- Excerpted text
::::::
Hello Neil, Tuesday, March 13, 2007, 2:12:40 PM, you wrote:
I more meant that I suspect that Data.Set imports Data.List transitively (although I do not know, its just a suspicion). If this is the case, then the implementation would either require chunks to be restructured, or recursively dependant modules (within the package) would exist. It is Haskell 98, but it is not fun :)
afaik, hugs don't support recursive modules? -- Best regards, Bulat mailto:Bulat.Ziganshin@gmail.com

Hi
I more meant that I suspect that Data.Set imports Data.List transitively (although I do not know, its just a suspicion). If this is the case, then the implementation would either require chunks to be restructured, or recursively dependant modules (within the package) would exist. It is Haskell 98, but it is not fun :)
afaik, hugs don't support recursive modules?
It doesn't. GHC and nhc don't exactly make them natural though, to the point where I'd say they are supported "with hoop jumping". Not the kind of jumping tricks I think should be in the base libraries more than necessary. I think JHC supports recursive modules properly. Thanks Neil

On Tue, Mar 13, 2007 at 11:48:41AM +0000, Neil Mitchell wrote:
I think JHC supports recursive modules properly.
::::::
- Entries shown

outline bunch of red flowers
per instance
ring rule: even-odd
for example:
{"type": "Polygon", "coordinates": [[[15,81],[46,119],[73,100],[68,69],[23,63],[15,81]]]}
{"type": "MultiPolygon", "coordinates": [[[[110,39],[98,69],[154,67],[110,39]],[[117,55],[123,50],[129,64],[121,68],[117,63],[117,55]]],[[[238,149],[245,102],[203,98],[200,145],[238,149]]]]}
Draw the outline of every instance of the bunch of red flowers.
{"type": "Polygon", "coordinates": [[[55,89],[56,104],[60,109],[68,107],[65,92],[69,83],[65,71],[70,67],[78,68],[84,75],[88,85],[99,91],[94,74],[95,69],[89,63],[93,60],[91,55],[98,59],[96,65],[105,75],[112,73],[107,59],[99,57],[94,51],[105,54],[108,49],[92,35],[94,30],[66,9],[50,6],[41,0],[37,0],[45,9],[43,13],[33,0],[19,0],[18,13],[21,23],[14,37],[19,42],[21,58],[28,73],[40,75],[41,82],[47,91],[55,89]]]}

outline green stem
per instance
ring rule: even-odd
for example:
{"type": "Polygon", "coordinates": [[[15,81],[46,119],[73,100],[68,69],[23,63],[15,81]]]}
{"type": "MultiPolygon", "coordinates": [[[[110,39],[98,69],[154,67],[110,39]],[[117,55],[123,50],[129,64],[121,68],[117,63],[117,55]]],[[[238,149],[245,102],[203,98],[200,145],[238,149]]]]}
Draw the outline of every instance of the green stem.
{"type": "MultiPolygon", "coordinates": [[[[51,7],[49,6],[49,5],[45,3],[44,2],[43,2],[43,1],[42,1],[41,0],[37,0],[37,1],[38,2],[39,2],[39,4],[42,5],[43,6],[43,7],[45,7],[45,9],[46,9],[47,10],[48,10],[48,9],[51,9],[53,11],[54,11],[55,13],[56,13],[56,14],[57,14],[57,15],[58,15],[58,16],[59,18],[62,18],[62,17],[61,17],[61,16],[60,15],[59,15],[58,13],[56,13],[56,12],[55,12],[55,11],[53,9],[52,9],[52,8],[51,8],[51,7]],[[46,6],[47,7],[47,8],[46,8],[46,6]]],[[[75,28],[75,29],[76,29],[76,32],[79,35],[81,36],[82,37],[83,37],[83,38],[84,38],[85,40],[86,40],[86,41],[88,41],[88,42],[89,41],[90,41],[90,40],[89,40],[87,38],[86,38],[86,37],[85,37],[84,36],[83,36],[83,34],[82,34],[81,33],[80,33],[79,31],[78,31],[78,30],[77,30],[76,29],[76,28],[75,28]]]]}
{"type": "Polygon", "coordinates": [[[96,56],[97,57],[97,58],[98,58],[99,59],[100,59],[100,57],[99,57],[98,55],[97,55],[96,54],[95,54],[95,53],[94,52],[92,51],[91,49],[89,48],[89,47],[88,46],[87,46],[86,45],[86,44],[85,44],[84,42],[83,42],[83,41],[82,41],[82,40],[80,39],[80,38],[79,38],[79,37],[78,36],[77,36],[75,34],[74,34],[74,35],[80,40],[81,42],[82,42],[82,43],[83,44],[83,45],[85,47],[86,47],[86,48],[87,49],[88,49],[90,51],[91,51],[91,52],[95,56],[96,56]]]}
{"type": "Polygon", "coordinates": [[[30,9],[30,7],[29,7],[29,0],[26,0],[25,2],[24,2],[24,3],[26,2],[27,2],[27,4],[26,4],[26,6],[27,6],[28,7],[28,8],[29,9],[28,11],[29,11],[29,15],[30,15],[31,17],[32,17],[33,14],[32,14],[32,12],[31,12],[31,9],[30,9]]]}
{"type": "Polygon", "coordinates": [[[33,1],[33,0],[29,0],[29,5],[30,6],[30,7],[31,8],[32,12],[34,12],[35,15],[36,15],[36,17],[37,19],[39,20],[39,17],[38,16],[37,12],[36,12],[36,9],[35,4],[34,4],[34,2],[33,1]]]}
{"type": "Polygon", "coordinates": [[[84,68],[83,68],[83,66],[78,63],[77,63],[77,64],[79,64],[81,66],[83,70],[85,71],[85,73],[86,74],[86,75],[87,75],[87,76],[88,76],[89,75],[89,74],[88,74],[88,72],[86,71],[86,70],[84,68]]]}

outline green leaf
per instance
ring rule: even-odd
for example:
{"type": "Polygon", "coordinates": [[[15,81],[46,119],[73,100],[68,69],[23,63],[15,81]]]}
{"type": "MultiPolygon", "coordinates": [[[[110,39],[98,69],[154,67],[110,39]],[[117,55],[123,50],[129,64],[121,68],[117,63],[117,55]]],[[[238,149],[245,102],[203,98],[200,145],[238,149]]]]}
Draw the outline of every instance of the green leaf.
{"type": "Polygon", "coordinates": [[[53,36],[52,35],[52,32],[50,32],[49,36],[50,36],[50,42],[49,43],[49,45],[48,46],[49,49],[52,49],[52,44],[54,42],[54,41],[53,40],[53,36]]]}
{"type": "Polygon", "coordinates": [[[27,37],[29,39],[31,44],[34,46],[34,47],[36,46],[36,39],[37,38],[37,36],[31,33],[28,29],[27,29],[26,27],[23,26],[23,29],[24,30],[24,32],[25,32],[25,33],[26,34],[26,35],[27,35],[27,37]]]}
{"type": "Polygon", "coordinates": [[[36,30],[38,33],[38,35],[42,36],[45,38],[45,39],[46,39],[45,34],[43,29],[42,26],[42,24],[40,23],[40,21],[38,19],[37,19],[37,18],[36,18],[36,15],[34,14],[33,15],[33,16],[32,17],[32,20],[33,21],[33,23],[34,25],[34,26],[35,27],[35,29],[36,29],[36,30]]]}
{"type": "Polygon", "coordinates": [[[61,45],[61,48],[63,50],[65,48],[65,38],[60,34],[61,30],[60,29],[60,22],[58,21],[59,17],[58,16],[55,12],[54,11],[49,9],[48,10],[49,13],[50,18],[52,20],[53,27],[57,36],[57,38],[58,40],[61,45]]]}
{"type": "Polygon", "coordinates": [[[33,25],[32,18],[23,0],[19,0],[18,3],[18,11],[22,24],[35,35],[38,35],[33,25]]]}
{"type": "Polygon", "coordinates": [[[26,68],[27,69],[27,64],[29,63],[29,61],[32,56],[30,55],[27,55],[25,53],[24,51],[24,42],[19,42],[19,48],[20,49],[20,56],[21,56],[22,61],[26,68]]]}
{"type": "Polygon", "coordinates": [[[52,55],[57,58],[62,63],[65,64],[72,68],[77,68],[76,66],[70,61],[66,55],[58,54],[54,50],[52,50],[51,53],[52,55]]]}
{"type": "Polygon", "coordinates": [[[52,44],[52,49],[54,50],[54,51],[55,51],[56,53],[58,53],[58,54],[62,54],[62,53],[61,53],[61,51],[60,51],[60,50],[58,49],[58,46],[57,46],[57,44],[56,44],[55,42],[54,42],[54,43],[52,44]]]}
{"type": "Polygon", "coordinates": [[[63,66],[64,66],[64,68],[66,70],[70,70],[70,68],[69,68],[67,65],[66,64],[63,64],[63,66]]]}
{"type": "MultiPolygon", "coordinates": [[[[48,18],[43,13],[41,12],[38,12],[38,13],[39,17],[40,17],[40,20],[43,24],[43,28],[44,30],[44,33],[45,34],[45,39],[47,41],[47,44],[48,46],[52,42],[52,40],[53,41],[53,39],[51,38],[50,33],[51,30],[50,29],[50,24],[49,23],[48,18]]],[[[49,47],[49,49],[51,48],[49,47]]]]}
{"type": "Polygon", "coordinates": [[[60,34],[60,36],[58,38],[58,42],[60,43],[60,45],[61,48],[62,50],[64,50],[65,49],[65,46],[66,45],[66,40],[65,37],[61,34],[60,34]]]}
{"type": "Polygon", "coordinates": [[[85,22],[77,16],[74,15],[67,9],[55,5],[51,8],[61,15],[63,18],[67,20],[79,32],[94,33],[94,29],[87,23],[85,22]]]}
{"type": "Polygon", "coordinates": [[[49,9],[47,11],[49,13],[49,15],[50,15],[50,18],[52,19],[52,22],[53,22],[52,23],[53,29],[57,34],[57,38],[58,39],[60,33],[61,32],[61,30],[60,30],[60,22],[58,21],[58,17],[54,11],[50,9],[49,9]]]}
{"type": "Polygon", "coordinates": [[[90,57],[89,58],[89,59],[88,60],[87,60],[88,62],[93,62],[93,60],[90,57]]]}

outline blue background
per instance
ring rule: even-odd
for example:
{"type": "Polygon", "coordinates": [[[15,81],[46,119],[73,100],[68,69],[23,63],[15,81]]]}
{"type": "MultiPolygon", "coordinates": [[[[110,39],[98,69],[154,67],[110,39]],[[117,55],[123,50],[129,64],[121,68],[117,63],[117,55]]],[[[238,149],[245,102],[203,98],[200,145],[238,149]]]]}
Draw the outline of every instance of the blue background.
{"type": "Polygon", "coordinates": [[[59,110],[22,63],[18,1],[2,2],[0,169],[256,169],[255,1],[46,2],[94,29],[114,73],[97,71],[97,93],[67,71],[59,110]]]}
::::::
- Challenge
In the Haskell mailing-list excerpt, which compiler does Neil say he thinks supports recursive modules properly?

- Task response
JHC